• Source document:
Lewis River, Stump Lake, Pretty Creek

At Lewis River, Hilcorp did not drill any wells, perform any workovers or conduct any facility improvements in 2013 and said it did not plan any of those activities for 2014.

The unit produced some 1.3 million cubic feet per day in 2013, all from the LCU C-01RD well. The rate is a slight decrease from a 2012 rate of nearly 1.5 mmcf per day.

Averaging monthly production, the Lewis River unit produced nearly 1.2 mmcf per day in July 2014. Cumulatively, the unit produced more than 14.6 bcf through July 2014.

Hilcorp is continuing to analyze ways to bring the Stump Lake unit back online.

After an eight-year shutdown, Chevron returned Stump Lake to production in 2009 by sidetracking the original discovery well. Hilcorp added perforations to the SLU 41-33RD well, but the build-up of solids forced the company to suspend production again.

Cumulatively, the Stump Lake unit produced more than 6.6 bcf through July 2014.

Similarly, the Pretty Creek unit is under evaluation for future development options.

Cumulatively, the Pretty Creek unit produced more than 9.5 bcf through July 2014.

The Trading Bay fields

At the southern end of the west side, Hilcorp operates three offshore fields: the Trading Bay unit and the nearby McArthur River field and the North Trading Bay unit.

At the Trading Bay unit in 2013, Hilcorp conducted a nine-well workover campaign with Rig 56 at the Monopod platform into the Tyonek and the deeper Hemlock formations.

The program helped increase production to 5,740 barrels of oil equivalent per day by the end of the year, up from 822 barrels of oil equivalent per day at the beginning of the year.

Hilcorp planned a five-well workover campaign for 2014.

• Entries:
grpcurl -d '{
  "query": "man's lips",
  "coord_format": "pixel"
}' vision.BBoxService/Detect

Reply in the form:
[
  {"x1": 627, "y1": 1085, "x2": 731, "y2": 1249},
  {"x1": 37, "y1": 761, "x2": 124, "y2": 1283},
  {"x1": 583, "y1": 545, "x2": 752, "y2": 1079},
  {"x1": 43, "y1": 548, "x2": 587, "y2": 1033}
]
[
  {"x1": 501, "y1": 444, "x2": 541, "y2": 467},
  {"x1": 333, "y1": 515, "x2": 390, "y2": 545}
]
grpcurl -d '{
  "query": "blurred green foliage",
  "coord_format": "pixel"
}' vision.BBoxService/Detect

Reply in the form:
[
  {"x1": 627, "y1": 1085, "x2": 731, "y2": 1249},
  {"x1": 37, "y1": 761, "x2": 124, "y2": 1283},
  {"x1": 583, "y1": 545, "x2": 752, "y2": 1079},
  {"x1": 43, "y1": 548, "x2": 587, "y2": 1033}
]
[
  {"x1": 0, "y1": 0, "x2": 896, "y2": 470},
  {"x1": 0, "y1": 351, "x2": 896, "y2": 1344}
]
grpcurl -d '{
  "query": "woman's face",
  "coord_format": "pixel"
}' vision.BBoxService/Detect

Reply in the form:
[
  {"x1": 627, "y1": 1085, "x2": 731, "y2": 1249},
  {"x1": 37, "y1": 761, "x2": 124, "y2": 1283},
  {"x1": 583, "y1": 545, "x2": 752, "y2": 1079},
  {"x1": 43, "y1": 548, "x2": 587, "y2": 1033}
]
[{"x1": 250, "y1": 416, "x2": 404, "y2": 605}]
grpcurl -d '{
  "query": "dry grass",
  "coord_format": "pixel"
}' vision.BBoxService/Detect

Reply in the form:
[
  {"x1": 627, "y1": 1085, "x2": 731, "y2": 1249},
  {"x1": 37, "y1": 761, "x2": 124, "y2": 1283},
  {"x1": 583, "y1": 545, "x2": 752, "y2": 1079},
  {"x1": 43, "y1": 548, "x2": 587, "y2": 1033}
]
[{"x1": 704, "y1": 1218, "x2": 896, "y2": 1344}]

• Objective:
Reproduce verbatim the portion of the Hilcorp field report starting at "Lewis River, Stump" and ending at "activities for 2014.".

• Answer to the exercise:
Lewis River, Stump Lake, Pretty Creek

At Lewis River, Hilcorp did not drill any wells, perform any workovers or conduct any facility improvements in 2013 and said it did not plan any of those activities for 2014.